-- WHAT THIS TASK INVOLVES --
Quote word for word the lines in the records below, from the line containing "Give the mask of every instance of the sea" through the line containing "291), (499, 266)]]", including both of those lines.

-- MATERIAL --

______________________________

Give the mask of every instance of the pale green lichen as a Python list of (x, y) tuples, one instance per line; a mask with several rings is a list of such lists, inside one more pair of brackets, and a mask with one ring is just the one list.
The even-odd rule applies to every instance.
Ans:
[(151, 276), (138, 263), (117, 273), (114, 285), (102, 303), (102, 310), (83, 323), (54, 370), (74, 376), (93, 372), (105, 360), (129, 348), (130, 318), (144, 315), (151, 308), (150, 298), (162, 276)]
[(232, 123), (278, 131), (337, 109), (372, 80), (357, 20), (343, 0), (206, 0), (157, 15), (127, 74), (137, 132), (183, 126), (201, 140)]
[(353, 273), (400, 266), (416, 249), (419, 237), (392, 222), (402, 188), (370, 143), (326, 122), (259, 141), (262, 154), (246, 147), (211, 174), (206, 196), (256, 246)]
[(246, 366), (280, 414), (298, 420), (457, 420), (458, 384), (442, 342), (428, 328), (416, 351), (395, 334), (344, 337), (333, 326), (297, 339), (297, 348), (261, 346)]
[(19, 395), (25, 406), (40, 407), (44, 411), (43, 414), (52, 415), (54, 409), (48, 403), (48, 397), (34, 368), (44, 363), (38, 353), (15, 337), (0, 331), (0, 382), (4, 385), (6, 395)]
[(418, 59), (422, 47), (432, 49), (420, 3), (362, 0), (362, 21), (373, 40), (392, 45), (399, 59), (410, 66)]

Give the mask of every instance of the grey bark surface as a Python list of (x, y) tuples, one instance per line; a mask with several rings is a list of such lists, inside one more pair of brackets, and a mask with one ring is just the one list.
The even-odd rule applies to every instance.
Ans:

______________________________

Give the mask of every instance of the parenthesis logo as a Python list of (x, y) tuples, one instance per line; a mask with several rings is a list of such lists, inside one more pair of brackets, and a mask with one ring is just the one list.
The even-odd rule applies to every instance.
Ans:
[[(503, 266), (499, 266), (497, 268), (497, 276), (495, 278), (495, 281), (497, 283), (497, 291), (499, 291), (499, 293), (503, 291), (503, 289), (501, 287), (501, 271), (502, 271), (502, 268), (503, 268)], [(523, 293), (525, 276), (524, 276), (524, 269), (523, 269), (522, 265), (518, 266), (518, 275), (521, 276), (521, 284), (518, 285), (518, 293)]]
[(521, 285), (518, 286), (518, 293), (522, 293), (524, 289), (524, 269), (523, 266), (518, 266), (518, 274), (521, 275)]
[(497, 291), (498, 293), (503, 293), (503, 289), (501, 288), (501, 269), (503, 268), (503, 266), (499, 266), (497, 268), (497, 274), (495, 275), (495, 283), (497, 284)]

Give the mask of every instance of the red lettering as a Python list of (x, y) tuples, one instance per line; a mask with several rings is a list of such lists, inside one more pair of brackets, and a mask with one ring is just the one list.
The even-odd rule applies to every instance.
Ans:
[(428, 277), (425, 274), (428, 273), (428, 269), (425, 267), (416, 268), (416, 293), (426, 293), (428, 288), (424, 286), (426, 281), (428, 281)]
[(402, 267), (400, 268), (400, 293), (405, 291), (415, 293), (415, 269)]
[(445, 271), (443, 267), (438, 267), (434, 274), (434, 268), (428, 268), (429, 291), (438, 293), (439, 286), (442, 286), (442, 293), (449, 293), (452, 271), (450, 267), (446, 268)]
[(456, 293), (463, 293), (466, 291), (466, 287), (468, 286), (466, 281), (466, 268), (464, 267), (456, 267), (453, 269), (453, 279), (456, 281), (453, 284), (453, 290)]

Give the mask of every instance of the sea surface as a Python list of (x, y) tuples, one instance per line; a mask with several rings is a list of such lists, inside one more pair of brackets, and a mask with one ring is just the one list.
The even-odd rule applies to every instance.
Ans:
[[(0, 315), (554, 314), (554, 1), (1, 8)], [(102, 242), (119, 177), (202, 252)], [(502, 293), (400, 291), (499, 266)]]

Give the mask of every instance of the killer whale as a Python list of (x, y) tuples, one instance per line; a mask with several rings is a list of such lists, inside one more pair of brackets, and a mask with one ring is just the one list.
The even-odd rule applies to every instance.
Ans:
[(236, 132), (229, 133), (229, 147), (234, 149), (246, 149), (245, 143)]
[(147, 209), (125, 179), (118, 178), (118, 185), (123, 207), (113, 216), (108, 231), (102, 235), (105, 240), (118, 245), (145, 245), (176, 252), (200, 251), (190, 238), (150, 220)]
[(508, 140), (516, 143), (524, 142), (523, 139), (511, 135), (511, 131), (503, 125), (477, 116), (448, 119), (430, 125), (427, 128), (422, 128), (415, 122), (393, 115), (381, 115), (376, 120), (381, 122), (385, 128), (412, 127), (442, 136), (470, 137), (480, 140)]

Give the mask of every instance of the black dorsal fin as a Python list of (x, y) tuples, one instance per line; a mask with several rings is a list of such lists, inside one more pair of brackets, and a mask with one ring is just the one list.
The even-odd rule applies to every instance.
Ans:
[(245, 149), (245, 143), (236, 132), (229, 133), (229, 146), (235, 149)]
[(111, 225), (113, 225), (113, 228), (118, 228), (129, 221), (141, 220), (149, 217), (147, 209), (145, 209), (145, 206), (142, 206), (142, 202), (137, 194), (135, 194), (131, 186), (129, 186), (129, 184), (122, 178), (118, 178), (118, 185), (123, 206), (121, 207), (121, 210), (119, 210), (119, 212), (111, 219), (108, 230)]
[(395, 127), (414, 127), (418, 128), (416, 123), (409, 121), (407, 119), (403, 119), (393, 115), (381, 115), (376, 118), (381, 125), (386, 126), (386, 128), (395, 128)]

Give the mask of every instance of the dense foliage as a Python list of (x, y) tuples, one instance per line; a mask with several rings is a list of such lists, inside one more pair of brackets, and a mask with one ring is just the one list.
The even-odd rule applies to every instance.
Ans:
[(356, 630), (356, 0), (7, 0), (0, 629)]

______________________________

-- FULL OUTPUT --
Give the mask of every instance of the sea surface as a Python list of (x, y) tuples, one instance per line; a mask with several rings is a list of such lists, inside one more pair of brackets, and a mask with one ring is just the one list.
The even-odd rule applies to every instance.
Ans:
[[(0, 315), (554, 314), (554, 1), (1, 8)], [(102, 242), (119, 177), (202, 252)], [(502, 293), (400, 291), (499, 266)]]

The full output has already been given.